WORK INSTRUCTIONS:
- 1) Write out the part of the REIT passage that opens with the words containing "Specifically, Realty Income focuses" and closes with "other retailers are.".
- 2) Answer these questions using the REIT passage:
(a) What dividend yield does Realty Income pay?
(b) In what year was Realty Income listed on the NYSE?
(c) How far below their 2020 highs are Tanger Factory Outlet Centers shares?

READING TEXT:
----

Specifically, Realty Income focuses on three types of tenants:
- Non-discretionary: These businesses sell things people need, no matter what the economy is doing, and are largely considered essential businesses (meaning they stayed open even when state economies shut down). Think of drug stores and convenience stores, two of Realty Income's largest tenant types.
- Discount-oriented: Businesses that focus on discounted merchandise usually do quite well in recessions, as people tend to look for bargains, and these types of businesses also tend to offer deals that the best e-commerce competitors can't match. Two good examples are warehouse clubs and dollar stores -- anyone who has visited one of those businesses recently knows they aren't struggling like many other retailers are.
- Service-based: Businesses that sell a service, not a product, are naturally immune to e-commerce headwinds. And this has been the portion of Realty Income's portfolio that has been most affected by the pandemic. Specifically, Realty Income owns a fair amount of properties occupied by fitness centers, movie theaters, and other such businesses. The hard-hit businesses make up a relatively small percentage of the portfolio, but this is the primary reason the stock is down more than 30% since the pandemic started.
Realty Income is one of the most rock-solid REITs of any kind (not just retail). It pays a 4.9% dividend yield and has a phenomenal track record. Since its 1994 NYSE listing, the company has increased its dividend over 100 times and has delivered 15.3% annualized returns, handily beating the S&P 500.
Outlets are doing quite well
Tanger Factory Outlet Centers (NYSE: SKT) is by far the riskier of the two REITs detailed here, but it's certainly one that could thrive in the post-pandemic retail environment. And with shares more than 60% lower than their 2020 highs, it could be worth a look for long-term investors with a relatively high level of risk tolerance.

----

[Stored items]
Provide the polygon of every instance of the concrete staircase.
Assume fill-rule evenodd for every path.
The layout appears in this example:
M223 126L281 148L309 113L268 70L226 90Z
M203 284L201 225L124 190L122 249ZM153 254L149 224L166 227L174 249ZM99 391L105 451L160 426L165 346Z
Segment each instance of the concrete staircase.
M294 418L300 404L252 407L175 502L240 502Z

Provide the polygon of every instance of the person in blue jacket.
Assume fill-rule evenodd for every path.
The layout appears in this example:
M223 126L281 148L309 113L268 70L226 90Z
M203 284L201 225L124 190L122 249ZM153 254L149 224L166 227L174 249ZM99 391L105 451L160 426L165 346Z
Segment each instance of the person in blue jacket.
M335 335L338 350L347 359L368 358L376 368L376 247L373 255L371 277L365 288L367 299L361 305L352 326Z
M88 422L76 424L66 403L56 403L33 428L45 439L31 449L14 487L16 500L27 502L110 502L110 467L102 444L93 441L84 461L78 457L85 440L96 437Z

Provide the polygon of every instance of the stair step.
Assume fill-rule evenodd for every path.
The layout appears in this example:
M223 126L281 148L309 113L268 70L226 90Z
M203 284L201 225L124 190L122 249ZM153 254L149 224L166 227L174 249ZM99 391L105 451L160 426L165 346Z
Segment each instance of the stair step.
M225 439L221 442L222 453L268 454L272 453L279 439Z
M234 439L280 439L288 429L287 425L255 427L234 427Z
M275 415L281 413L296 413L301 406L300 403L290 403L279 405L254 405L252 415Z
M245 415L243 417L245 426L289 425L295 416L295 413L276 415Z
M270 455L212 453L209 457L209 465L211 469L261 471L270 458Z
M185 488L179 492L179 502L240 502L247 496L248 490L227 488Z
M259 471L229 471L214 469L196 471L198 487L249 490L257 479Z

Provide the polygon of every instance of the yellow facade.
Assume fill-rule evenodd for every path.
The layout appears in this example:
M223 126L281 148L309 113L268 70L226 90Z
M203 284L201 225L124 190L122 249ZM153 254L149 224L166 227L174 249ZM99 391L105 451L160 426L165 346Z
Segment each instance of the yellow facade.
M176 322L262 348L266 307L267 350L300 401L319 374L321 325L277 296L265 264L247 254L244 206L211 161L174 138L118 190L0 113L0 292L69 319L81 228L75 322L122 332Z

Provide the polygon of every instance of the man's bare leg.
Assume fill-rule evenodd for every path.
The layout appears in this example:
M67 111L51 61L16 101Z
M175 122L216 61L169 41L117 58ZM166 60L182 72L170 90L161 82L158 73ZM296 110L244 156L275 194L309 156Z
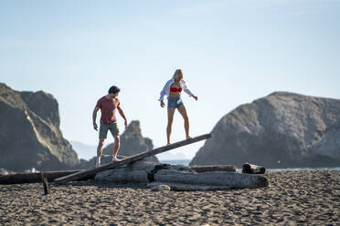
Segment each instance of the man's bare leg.
M113 156L112 156L112 161L119 161L120 159L117 159L117 154L120 147L120 137L114 136L114 145L113 145Z
M100 139L98 147L97 147L97 160L96 160L96 167L101 166L101 157L102 152L102 146L104 146L105 139Z

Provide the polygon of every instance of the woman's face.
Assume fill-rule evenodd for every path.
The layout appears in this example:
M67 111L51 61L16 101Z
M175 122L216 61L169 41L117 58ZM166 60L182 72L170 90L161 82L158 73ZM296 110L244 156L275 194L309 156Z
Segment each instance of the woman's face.
M183 79L183 75L178 75L175 78L175 80L176 81L176 82L179 82L179 81L181 81Z

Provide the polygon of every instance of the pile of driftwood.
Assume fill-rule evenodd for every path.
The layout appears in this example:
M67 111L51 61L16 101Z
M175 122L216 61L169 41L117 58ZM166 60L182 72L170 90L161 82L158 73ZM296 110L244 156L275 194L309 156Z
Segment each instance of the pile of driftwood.
M249 163L243 166L244 173L238 173L235 166L185 167L143 160L150 156L210 138L211 134L201 135L130 156L118 162L106 163L99 168L0 176L0 184L43 182L45 194L49 193L48 182L52 186L58 186L89 179L111 183L143 183L152 190L158 188L173 190L217 190L268 186L267 178L256 174L264 173L264 168Z
M257 167L251 165L253 169ZM56 178L79 170L46 171L45 178L52 182ZM256 172L250 172L256 173ZM35 183L42 181L41 173L18 173L0 176L0 184ZM95 176L82 178L98 182L143 183L154 190L218 190L255 189L268 186L266 177L236 172L235 166L180 166L150 161L136 161L116 169L107 170Z

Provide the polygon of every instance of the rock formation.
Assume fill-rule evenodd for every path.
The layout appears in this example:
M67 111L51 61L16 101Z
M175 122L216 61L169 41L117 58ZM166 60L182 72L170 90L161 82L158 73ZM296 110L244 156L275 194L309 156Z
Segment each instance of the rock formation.
M52 95L18 92L0 83L0 168L52 170L79 164L59 124L58 102Z
M275 92L224 116L190 165L340 166L340 100Z

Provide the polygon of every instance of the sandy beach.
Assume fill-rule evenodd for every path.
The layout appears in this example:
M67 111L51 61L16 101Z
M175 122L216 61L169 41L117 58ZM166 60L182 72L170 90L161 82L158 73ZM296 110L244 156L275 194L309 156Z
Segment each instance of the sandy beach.
M0 185L0 225L340 225L340 170L265 175L268 188L219 191Z

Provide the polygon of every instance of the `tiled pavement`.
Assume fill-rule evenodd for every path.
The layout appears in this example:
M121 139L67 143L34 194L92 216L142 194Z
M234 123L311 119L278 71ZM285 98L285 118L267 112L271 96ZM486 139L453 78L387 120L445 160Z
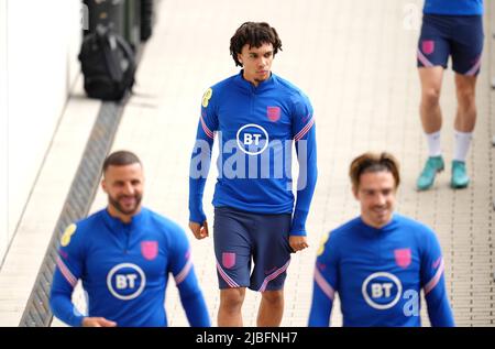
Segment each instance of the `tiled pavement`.
M469 159L472 185L465 190L450 189L448 166L432 190L417 193L414 184L426 156L415 68L421 4L417 0L165 0L161 6L160 22L140 65L138 95L125 108L113 145L114 150L129 149L142 157L147 181L146 206L187 228L188 162L200 98L207 87L237 73L228 46L242 22L265 20L277 29L284 51L276 56L273 70L299 86L312 101L319 179L307 226L310 248L295 254L289 266L283 326L306 325L318 241L324 232L358 215L346 172L350 161L367 150L396 154L403 174L398 210L437 231L457 324L495 323L491 204L494 150L490 144L495 133L491 121L495 96L490 88L495 61L491 58L494 29L488 21L495 18L495 8L491 2L486 4L479 120ZM444 76L441 106L443 150L450 163L455 110L451 70ZM213 167L204 201L210 221ZM48 173L59 170L46 168ZM106 197L99 193L92 210L105 204ZM22 236L21 230L16 239ZM212 239L197 241L189 232L188 236L215 325L219 298ZM6 268L11 265L9 261L15 258L9 255L0 283ZM248 293L243 307L248 326L255 325L258 298L253 292ZM0 288L0 302L3 299ZM169 325L186 326L173 282L166 299ZM338 305L334 309L332 325L338 326ZM425 309L422 314L426 315ZM424 317L428 325L427 316Z

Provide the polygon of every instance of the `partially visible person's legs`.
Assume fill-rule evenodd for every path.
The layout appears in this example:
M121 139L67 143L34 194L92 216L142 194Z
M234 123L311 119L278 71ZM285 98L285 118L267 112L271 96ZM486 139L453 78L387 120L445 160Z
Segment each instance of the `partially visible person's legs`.
M280 326L284 315L284 283L290 263L288 243L292 215L256 215L252 233L254 269L250 288L262 293L256 325Z
M242 304L245 287L220 290L220 307L217 324L219 327L242 327Z
M452 35L452 69L455 74L458 111L454 122L454 154L451 186L465 188L470 177L465 160L476 123L475 86L483 52L483 20L481 15L454 19Z
M218 326L242 326L242 304L250 285L251 215L230 207L216 207L213 243L220 286Z
M444 167L440 145L440 91L451 50L448 28L449 20L446 17L425 14L422 18L417 62L421 83L419 113L428 143L428 160L416 183L418 190L429 189L437 173Z
M455 74L458 111L454 122L455 140L452 159L451 186L453 188L465 188L470 183L465 159L476 123L475 86L476 76Z
M421 83L419 113L428 143L428 160L418 177L416 186L419 190L426 190L433 185L437 173L444 168L440 143L440 130L442 127L440 91L443 67L420 67L419 78Z
M263 292L256 325L258 327L280 326L283 314L284 290Z

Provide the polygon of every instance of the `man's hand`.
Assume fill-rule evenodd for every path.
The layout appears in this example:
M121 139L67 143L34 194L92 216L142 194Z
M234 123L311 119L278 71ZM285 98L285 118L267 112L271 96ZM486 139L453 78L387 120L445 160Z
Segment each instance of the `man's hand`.
M107 320L105 317L85 317L82 327L116 327L117 323Z
M290 236L289 237L289 244L290 248L297 252L300 250L304 250L308 247L308 242L306 240L306 237L298 237L298 236Z
M209 236L208 233L208 221L204 221L202 225L195 221L189 221L189 229L195 235L196 239L201 240Z

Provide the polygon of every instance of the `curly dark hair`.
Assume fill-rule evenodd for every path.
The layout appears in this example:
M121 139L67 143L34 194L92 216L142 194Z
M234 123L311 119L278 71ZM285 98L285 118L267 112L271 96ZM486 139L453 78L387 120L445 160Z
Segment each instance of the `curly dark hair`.
M230 54L235 62L235 66L242 67L242 63L238 59L238 54L242 52L242 47L245 44L249 44L250 47L272 44L274 56L278 50L282 51L282 41L277 31L266 22L245 22L239 26L235 34L230 39Z
M354 159L349 168L353 188L360 187L361 175L370 172L389 172L394 176L395 187L400 184L399 164L391 153L364 153Z
M141 160L134 153L124 150L117 151L108 155L107 159L105 160L102 173L105 175L108 167L110 166L127 166L135 163L142 166Z

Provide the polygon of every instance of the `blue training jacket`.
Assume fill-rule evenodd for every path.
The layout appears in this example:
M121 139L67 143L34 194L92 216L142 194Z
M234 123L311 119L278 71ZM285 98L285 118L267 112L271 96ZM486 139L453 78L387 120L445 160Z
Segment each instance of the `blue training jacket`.
M184 230L146 208L130 223L103 209L70 225L56 264L51 307L70 326L80 326L84 318L72 303L79 279L88 316L105 317L117 326L167 326L164 303L169 273L189 324L210 326Z
M293 214L292 236L306 235L317 182L315 118L309 99L272 74L255 87L240 74L209 88L201 103L189 173L190 220L202 222L202 195L215 134L220 155L213 206L255 214ZM294 204L292 151L299 175Z
M382 229L355 218L318 251L309 326L329 326L336 293L343 326L421 326L421 290L431 325L454 326L443 270L428 227L397 214Z

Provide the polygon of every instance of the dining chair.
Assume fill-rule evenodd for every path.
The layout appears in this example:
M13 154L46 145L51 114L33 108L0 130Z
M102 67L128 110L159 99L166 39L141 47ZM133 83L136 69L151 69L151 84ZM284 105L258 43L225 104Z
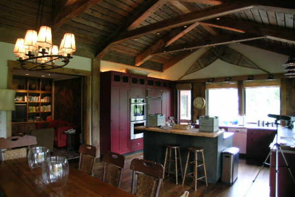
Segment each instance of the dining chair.
M139 197L158 197L164 178L164 167L160 164L134 159L131 161L131 194Z
M189 194L189 192L188 191L185 191L179 197L188 197Z
M93 167L96 157L96 147L85 144L82 144L79 148L80 159L79 169L82 172L93 175Z
M103 181L115 187L120 187L125 157L118 153L108 152L103 155Z
M7 138L0 138L0 150L8 149L0 153L1 160L26 158L28 148L36 144L36 137L31 135L14 136Z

----

ANSWERS FOR THIS EXERCISE:
- 1)
Specifically, Realty Income focuses on three types of tenants:
- Non-discretionary: These businesses sell things people need, no matter what the economy is doing, and are largely considered essential businesses (meaning they stayed open even when state economies shut down). Think of drug stores and convenience stores, two of Realty Income's largest tenant types.
- Discount-oriented: Businesses that focus on discounted merchandise usually do quite well in recessions, as people tend to look for bargains, and these types of businesses also tend to offer deals that the best e-commerce competitors can't match. Two good examples are warehouse clubs and dollar stores -- anyone who has visited one of those businesses recently knows they aren't struggling like many other retailers are.

- 2)
(a) 4.9%
(b) 1994
(c) More than 60% lower